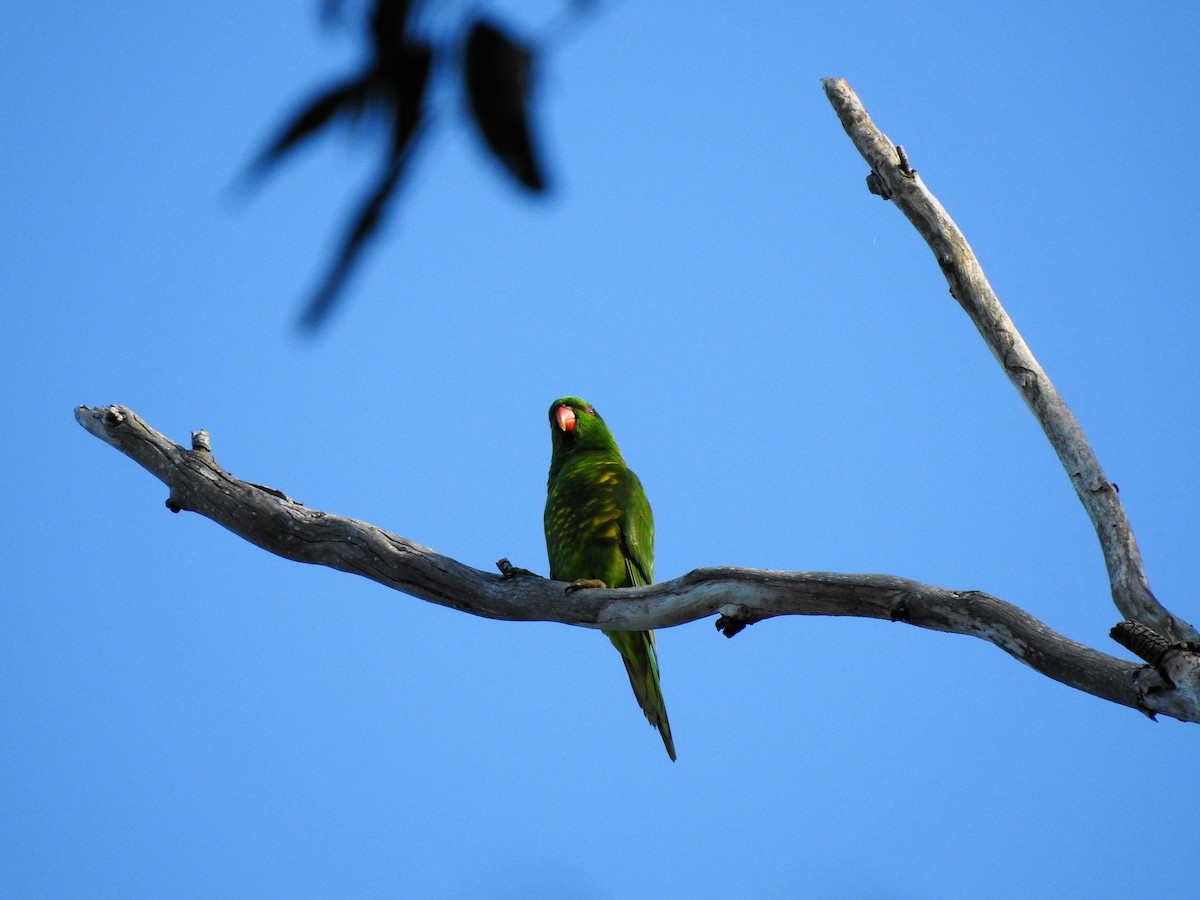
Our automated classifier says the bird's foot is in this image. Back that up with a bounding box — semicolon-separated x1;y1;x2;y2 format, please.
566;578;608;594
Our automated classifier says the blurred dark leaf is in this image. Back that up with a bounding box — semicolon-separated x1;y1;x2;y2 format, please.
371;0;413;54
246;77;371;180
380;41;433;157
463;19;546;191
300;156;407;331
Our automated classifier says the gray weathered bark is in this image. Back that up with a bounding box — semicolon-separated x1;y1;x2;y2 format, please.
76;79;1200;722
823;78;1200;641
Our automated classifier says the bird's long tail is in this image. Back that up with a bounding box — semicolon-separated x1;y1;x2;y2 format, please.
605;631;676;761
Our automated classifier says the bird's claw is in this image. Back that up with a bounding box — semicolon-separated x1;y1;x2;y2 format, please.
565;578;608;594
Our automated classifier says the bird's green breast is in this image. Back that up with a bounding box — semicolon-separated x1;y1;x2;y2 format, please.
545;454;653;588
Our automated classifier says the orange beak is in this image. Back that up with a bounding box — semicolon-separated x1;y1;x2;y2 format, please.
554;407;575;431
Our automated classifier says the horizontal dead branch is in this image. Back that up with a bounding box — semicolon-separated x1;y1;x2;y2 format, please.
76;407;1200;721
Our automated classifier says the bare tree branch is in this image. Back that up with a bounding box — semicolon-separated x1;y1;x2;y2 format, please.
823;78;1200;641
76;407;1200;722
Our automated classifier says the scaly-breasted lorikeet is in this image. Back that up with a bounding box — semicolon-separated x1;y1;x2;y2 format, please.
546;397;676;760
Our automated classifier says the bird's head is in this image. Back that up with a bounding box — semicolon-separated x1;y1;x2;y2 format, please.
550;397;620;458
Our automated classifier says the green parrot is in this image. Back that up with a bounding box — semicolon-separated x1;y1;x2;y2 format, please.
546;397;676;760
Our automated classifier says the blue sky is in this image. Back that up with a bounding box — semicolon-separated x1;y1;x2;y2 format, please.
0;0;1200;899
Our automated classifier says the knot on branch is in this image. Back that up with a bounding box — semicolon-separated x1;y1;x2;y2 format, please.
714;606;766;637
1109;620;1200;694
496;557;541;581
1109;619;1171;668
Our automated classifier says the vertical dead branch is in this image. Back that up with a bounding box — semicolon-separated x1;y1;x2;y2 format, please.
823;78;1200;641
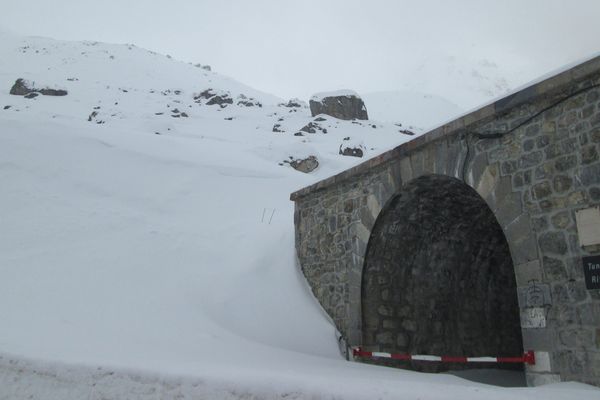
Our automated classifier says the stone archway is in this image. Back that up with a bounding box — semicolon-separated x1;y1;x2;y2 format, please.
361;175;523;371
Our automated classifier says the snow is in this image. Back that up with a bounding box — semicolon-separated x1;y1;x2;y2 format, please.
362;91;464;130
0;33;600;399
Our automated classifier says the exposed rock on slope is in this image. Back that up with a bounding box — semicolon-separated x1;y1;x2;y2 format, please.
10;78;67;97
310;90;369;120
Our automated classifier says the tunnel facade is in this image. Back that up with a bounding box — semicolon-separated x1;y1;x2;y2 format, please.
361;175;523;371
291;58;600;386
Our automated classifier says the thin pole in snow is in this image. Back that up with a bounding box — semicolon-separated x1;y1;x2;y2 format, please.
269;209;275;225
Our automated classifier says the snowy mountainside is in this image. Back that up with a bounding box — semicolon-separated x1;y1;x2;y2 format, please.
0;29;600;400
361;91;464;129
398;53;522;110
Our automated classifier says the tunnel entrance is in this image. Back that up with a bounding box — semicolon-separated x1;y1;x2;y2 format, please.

* * *

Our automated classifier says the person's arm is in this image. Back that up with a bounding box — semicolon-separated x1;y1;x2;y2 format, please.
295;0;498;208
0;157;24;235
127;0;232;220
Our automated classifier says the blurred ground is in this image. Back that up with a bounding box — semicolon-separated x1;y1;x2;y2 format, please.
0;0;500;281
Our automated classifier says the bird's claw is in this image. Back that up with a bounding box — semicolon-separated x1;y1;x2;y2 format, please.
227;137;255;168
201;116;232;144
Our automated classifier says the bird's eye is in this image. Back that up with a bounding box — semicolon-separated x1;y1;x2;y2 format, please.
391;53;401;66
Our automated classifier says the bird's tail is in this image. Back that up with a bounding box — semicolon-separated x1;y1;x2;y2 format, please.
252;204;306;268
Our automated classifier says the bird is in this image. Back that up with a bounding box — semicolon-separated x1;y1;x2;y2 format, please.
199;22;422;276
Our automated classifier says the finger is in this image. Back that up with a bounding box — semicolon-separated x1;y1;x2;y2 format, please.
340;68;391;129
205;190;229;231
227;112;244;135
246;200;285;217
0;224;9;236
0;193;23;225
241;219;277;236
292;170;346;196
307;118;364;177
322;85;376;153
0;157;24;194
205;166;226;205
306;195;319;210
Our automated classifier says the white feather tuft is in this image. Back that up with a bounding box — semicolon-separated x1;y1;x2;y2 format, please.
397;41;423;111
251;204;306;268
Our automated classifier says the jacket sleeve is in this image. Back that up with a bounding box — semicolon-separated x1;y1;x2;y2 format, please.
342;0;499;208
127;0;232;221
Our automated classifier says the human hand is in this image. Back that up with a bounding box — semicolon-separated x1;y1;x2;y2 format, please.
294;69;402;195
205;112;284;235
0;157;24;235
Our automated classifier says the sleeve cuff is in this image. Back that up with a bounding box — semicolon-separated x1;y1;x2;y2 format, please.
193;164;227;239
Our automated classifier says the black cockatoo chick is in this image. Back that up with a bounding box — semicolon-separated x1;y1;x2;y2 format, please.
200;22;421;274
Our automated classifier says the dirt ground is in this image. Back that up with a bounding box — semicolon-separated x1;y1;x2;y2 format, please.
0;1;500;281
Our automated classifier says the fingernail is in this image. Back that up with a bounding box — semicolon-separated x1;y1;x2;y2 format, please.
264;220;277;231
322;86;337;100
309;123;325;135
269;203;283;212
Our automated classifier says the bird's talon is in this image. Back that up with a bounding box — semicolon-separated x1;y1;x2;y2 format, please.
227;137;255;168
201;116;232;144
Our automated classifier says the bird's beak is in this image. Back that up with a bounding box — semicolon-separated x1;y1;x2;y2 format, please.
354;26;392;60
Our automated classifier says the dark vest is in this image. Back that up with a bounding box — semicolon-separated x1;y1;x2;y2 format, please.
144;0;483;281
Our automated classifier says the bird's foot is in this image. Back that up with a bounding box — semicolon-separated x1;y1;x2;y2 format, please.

* * *

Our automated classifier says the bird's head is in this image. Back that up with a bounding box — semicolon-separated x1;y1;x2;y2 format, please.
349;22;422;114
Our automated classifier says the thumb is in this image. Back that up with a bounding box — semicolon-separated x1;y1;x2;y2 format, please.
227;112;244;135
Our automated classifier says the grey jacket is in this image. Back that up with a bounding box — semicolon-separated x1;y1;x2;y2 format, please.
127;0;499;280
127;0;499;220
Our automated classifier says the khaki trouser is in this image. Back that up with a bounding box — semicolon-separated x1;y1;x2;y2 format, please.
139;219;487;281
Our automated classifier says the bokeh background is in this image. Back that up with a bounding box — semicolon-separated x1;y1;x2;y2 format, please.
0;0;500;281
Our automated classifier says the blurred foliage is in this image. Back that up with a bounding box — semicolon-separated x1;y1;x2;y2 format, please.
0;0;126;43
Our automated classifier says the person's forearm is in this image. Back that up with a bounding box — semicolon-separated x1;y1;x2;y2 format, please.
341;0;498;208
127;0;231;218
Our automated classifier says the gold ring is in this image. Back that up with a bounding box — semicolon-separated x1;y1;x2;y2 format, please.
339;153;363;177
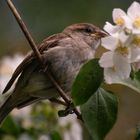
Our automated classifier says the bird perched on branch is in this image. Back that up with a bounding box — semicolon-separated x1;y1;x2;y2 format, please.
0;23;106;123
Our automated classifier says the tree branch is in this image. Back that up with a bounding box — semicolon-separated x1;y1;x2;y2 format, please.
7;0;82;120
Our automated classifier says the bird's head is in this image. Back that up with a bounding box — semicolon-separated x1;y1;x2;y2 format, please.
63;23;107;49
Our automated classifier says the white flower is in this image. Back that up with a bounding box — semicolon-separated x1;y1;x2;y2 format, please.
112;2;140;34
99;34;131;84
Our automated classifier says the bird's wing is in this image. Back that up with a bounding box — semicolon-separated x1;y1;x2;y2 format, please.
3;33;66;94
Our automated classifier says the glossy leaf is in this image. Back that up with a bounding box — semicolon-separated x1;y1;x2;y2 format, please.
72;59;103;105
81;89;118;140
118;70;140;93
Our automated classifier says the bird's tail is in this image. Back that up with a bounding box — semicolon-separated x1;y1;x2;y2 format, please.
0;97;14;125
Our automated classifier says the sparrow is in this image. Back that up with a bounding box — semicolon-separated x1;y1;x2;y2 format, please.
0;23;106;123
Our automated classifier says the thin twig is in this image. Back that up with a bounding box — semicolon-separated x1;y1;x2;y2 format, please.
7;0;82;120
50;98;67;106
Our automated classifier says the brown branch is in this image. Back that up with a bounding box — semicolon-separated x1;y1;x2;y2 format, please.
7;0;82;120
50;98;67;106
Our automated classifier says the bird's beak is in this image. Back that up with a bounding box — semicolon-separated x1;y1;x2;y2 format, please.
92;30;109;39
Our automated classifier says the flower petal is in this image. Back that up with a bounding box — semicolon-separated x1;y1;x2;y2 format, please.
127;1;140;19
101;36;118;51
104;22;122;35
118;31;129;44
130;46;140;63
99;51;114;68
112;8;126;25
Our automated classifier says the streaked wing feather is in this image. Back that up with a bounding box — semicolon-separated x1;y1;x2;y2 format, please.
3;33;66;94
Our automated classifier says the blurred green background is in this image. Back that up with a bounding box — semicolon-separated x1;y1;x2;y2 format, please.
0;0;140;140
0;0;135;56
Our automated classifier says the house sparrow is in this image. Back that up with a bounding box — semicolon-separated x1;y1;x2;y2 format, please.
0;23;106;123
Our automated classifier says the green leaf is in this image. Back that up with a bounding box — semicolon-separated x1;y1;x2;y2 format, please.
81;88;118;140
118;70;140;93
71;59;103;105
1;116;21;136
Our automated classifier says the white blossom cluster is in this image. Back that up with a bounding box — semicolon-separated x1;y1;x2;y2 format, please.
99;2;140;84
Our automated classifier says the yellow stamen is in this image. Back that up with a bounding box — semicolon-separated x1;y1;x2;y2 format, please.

→ WHAT NEEDS TO BE DONE
Express the records starting at the line containing "Our automated classifier says the flower" and ending at the line containing "112;8;126;25" as a JSON list of strings, one per line, omitting blank lines.

→ EXPECTED ANSWER
[
  "Our automated classifier says the flower petal is in this image. Back that up with a bounding box — semicolon-separated x1;y1;x2;y2 format, please.",
  "127;1;140;19",
  "101;36;118;51",
  "104;22;122;35",
  "118;31;129;44",
  "130;46;140;63",
  "99;51;114;68",
  "112;8;126;25"
]